» **Material**
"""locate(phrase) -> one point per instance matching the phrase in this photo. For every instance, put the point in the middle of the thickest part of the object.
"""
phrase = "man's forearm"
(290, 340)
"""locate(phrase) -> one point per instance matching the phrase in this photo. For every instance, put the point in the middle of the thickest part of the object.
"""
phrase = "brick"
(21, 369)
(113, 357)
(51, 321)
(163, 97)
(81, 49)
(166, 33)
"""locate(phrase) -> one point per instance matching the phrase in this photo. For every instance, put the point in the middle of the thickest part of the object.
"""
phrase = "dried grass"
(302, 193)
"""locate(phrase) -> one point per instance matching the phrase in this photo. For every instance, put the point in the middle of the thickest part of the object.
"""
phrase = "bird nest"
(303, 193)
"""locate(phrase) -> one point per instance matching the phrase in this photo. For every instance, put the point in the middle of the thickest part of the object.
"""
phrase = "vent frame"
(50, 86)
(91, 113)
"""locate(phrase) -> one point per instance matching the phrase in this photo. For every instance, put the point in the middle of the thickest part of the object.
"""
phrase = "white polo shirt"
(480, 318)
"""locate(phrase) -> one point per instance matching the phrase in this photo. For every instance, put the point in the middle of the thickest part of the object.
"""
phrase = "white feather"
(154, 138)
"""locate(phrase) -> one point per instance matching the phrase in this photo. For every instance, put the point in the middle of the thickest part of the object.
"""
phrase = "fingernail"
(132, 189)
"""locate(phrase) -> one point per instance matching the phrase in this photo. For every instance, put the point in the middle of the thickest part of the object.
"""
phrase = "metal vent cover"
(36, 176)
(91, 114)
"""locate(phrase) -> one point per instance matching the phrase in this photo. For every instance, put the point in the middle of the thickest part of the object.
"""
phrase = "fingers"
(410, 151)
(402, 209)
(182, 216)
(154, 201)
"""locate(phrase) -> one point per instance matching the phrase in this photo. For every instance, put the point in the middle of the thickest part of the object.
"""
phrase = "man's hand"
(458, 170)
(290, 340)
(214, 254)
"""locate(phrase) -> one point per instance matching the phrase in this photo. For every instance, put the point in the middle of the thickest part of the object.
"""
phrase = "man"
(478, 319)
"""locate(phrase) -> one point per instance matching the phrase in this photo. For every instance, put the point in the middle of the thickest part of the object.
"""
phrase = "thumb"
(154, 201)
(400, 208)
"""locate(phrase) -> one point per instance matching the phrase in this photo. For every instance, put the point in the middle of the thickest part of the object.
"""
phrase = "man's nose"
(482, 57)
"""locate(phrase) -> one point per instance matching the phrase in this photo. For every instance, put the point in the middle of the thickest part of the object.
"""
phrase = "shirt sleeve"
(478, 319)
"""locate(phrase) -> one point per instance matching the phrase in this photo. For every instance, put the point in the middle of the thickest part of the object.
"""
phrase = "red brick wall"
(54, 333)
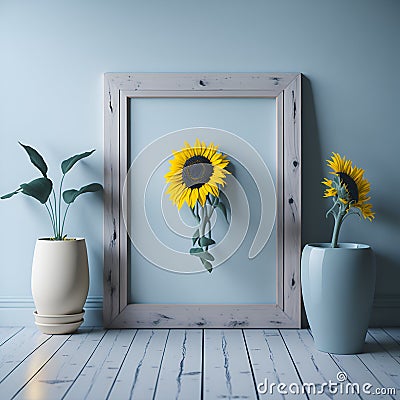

» **Task description**
Please find every line in the rows above that contains the string "vent", and copy each of those lines. Case counts.

» **Answer to this task**
phrase = "vent frame"
phrase = "metal vent cover"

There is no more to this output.